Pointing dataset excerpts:
——————

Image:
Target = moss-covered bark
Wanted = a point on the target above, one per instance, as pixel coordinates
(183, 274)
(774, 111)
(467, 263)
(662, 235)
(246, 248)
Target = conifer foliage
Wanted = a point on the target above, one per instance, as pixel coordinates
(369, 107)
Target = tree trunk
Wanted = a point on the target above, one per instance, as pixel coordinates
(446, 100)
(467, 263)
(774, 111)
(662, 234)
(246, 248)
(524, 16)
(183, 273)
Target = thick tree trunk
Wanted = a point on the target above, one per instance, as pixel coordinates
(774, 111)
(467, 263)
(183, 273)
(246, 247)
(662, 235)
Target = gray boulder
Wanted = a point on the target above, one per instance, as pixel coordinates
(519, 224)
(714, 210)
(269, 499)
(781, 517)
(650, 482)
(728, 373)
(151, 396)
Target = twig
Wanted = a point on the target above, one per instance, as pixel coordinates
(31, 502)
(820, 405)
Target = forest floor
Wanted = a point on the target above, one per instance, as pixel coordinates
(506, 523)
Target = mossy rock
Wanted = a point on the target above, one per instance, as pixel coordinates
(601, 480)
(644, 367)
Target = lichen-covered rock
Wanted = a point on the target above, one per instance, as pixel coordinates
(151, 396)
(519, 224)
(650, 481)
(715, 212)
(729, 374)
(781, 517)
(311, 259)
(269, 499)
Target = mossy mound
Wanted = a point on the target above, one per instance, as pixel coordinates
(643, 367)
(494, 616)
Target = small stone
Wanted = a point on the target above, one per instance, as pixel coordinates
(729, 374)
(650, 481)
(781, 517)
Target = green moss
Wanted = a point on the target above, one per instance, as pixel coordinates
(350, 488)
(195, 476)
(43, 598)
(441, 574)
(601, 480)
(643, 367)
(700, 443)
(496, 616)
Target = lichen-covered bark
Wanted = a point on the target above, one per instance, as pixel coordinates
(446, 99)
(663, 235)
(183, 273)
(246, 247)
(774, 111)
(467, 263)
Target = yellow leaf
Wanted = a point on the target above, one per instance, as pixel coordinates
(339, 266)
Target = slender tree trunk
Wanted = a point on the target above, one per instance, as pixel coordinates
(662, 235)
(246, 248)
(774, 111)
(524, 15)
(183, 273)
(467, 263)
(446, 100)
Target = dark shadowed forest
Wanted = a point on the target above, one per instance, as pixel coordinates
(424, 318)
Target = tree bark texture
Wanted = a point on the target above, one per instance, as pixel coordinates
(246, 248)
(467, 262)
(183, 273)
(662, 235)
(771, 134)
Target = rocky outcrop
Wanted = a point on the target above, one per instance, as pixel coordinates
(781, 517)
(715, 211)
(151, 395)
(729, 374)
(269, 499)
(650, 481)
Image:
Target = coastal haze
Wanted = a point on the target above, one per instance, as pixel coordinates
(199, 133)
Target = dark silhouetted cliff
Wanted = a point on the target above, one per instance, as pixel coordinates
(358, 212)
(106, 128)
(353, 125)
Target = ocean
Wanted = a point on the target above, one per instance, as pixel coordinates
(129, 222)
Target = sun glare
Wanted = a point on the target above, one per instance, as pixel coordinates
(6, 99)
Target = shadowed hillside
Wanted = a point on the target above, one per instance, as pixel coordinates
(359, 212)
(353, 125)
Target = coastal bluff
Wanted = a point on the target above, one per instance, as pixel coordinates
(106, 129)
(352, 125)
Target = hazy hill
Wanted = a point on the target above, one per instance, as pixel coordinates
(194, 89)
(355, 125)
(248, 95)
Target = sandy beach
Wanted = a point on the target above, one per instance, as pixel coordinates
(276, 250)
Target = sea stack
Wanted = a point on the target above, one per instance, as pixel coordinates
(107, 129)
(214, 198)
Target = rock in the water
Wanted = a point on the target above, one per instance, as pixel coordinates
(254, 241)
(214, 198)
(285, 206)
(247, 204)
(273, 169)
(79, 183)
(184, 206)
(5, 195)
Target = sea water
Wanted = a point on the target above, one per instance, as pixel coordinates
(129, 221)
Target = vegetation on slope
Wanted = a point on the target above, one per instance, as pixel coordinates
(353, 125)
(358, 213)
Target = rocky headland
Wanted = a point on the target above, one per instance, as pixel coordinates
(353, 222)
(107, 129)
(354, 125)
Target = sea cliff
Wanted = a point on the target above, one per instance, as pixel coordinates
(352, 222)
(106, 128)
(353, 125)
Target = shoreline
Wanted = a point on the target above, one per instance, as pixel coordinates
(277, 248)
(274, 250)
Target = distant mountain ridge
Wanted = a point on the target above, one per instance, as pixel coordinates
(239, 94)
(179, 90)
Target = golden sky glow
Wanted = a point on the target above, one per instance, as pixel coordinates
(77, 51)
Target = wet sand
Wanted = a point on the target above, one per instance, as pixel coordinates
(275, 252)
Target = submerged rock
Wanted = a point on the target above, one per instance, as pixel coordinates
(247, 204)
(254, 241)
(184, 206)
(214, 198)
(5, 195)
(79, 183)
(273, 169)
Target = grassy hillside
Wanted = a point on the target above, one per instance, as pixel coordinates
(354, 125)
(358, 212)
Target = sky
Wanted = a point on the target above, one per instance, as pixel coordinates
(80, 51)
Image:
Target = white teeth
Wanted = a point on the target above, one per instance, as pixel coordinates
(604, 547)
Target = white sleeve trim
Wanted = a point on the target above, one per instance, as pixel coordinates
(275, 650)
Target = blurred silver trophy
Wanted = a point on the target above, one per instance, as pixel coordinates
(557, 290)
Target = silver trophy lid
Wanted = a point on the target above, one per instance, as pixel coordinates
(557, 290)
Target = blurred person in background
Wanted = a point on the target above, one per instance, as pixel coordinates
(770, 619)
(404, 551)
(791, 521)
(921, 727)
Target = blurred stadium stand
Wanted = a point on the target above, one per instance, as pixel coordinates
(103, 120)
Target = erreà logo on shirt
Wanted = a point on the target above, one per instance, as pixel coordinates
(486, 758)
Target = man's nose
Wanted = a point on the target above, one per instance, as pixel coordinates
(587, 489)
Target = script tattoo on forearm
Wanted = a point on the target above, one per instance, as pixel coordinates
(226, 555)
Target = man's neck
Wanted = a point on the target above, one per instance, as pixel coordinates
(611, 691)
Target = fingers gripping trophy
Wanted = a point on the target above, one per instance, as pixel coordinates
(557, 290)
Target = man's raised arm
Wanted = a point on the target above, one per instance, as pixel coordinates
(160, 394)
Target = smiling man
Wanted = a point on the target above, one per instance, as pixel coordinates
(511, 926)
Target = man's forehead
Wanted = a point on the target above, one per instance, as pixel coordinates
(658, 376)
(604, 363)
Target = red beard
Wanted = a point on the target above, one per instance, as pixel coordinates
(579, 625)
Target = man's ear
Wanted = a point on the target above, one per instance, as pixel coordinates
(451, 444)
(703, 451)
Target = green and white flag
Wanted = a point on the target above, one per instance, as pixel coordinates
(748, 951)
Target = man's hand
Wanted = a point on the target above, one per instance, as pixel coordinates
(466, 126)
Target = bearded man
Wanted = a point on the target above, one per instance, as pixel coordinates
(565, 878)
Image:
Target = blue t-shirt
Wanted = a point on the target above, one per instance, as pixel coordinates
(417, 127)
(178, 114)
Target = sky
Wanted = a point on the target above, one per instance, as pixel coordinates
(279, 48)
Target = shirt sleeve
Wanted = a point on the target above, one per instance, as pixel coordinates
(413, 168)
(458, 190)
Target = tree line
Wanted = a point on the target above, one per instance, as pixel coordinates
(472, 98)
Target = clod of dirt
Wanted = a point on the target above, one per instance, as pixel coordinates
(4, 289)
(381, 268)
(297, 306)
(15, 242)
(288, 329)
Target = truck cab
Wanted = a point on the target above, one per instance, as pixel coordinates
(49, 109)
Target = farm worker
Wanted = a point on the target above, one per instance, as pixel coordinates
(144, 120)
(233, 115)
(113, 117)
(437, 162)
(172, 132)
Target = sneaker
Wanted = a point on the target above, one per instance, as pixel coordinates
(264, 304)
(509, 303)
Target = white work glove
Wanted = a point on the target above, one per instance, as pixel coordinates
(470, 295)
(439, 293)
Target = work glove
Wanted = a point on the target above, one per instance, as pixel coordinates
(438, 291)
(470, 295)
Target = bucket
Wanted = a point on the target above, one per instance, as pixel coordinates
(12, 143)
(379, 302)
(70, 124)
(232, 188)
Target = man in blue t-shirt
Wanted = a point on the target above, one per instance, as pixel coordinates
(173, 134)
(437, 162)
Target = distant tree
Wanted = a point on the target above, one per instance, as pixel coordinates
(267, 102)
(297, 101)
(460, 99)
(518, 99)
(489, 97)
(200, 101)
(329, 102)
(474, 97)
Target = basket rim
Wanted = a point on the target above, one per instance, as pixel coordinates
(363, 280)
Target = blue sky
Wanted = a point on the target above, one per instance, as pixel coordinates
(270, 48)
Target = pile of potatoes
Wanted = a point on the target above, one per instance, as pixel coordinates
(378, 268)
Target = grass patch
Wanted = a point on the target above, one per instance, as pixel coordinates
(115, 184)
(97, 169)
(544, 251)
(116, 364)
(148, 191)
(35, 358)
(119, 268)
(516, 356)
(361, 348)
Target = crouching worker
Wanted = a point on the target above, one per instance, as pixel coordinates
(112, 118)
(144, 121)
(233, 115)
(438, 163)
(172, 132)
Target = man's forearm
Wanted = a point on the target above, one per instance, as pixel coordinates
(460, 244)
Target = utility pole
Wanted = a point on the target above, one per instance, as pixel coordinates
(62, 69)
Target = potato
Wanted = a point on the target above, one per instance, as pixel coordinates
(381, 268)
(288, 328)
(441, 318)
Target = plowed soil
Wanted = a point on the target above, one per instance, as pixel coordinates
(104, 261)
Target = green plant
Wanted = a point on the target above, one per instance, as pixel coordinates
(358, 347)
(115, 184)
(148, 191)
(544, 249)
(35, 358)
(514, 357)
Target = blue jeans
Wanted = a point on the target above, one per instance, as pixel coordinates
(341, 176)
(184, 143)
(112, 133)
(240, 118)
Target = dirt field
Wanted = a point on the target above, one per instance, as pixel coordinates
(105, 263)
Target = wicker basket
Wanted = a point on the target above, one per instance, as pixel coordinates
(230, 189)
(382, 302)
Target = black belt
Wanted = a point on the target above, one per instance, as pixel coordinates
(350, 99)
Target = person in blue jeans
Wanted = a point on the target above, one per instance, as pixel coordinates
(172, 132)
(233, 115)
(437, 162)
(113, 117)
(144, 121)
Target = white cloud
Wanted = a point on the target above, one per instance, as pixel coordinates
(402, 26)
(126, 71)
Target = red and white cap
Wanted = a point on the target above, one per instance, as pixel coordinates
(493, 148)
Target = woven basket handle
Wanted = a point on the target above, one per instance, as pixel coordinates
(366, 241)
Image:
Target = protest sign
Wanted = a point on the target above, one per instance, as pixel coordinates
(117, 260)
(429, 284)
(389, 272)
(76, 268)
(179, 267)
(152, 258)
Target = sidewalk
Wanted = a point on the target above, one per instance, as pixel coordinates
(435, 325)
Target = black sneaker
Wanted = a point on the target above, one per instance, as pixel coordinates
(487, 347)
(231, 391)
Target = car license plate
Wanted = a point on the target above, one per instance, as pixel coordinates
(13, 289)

——————

YOUR OBJECTIVE:
All lines from the one containing "Target = person in blue jeans" through the end of the records, both ends included, are to be quoted exactly; please add nothing else.

FULL OUTPUT:
Target = person in blue jeans
Wanted = a point on the target above, one per instance, as pixel coordinates
(172, 132)
(233, 115)
(437, 162)
(113, 117)
(144, 121)
Target = white cloud
Wanted = a point on the target above, one per instance, as pixel coordinates
(402, 26)
(126, 71)
Target = red and white cap
Wanted = a point on the target above, one per instance, as pixel coordinates
(493, 148)
Target = woven basket handle
Wanted = a point on the target above, one per instance, as pixel coordinates
(366, 241)
Image:
Target = protest sign
Wanted = a point on the target above, one per instance, as pixel coordinates
(117, 260)
(429, 284)
(389, 272)
(76, 268)
(179, 267)
(152, 258)
Target = sidewalk
Wanted = a point on the target above, one per instance, as pixel coordinates
(435, 325)
Target = black sneaker
Wanted = a point on the target above, one per instance, as pixel coordinates
(487, 347)
(231, 391)
Target = car license plate
Wanted = a point on the target above, one per instance, as pixel coordinates
(13, 289)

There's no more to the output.